- [Written tasks]:
- 1) In the article about the candy-flavored drugs bill, what is the number of the Senate bill?
- 2) Rescale the stretch of entries from the first one through the line containing "(1034, 737)" by multiplying every point coordinate by 2.05 and rounding to whole numbers, with halves rounding up. Give only those lines again, requests included and left as they are.

- [Selected excerpt]:

Senators' False Claims Pave Way for Dangerous Drug Bill [FEATURE]

Submitted by Phillip Smith on (Issue #968)
Politics & Advocacy

The two octogenarian senior members of the Senate Judiciary Committee are up to one of their favorite pastimes again this year. Sens. Dianne Feinstein (D-CA) and Chuck Grassley (R-IA) have reintroduced a perennial bill that would increase penalties for drug dealers who sell products designed to entice children.

[image:1 align:right caption:true]If the bill were to become law, anyone who knew or "had reasonable cause to believe" that a "modified controlled substance would be distributed to a minor" would be looking at a 10- to 20-year prison sentence.

But the bill, the "Protecting Kids from Candy-Flavored Drugs Act of 2017" (Senate Bill 739), is seemingly justified more by urban myths than facts and, critics say, both unnecessary and more likely to be used against real-life sellers of marijuana edibles than mythical strawberry-flavored meth dealers.

"There are many instances of of drug dealers altering flavor and packaging of cocaine or methamphetamines to appeal to children," Feinstein tweeted as the bill rolled out late last month.

"Law enforcement reports that drug dealers frequently combine drugs with chocolate or fruit flavors or package the drugs to look like candy or soda to attract youth," the senators claimed in a joint statement. "For example, there are reports of candy bracelets containing ecstasy; gummy bears laced with Xanax; and candy laced with THC."

"Cynical criminals take advantage of drug trends in the general population to market dangerous illicit drugs specifically to kids," Grassley added in a separate press release. "It could be marijuana, methamphetamine, cocaine or something else. The criminals are innovative, and the law should keep up with them. Federal law should make crystal clear that marketing potentially lethal drugs to kids will have steep consequences."

The problem for Feinstein and Grassley, who have unsuccessfully filed the bill three times before, is that the crisis they wish to solve largely doesn't exist. The first time around, they were inspired by media reports of strawberry-flavored meth, but those have been roundly debunked as myths.

Some of their other claims are even more ludicrous. "Gummy bears laced with Xanax" seem only to be found on the furthest fringes of the web (a Reddit user subforum, to be precise) dedicated to bored drug hobbyists with too much time on their hands.

- [Information given]:
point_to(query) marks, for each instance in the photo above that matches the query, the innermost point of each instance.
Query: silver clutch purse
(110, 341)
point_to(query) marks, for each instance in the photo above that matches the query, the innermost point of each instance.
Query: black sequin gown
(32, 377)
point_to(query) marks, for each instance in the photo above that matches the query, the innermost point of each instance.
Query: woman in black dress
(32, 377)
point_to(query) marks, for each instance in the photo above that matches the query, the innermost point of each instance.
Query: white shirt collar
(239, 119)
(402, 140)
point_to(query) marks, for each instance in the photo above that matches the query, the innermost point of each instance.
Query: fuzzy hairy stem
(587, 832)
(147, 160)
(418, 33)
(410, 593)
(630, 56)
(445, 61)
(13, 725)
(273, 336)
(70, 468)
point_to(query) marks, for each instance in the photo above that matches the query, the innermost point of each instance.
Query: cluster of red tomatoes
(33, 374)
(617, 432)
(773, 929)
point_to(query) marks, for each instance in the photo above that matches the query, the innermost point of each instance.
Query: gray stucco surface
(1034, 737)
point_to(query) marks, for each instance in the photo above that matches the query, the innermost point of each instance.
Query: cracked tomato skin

- [Final answers]:
- 1) Senate Bill 739

- 2)
point_to(query) marks, for each instance in the photo above that matches the query, the innermost point of each instance.
Query: silver clutch purse
(226, 699)
point_to(query) marks, for each instance in the photo above that matches the query, the innermost point of each instance.
Query: black sequin gown
(66, 773)
point_to(query) marks, for each instance in the photo above that matches the query, the innermost point of each instance.
Query: woman in black dress
(66, 773)
point_to(query) marks, for each instance in the photo above that matches the query, the innermost point of each instance.
Query: white shirt collar
(490, 244)
(824, 287)
point_to(query) marks, for each instance in the photo above that matches the query, the innermost point of each instance.
Query: fuzzy hairy stem
(1203, 1706)
(301, 328)
(857, 68)
(841, 1216)
(1292, 115)
(912, 125)
(27, 1486)
(560, 689)
(144, 959)
point_to(query) marks, for each instance in the photo above that matches the query, the innermost point of each instance.
Query: cluster of red tomatoes
(68, 767)
(1265, 886)
(1585, 1904)
point_to(query) marks, for each instance in the photo above that matches the query, the innermost point of each instance.
Query: gray stucco surface
(2120, 1511)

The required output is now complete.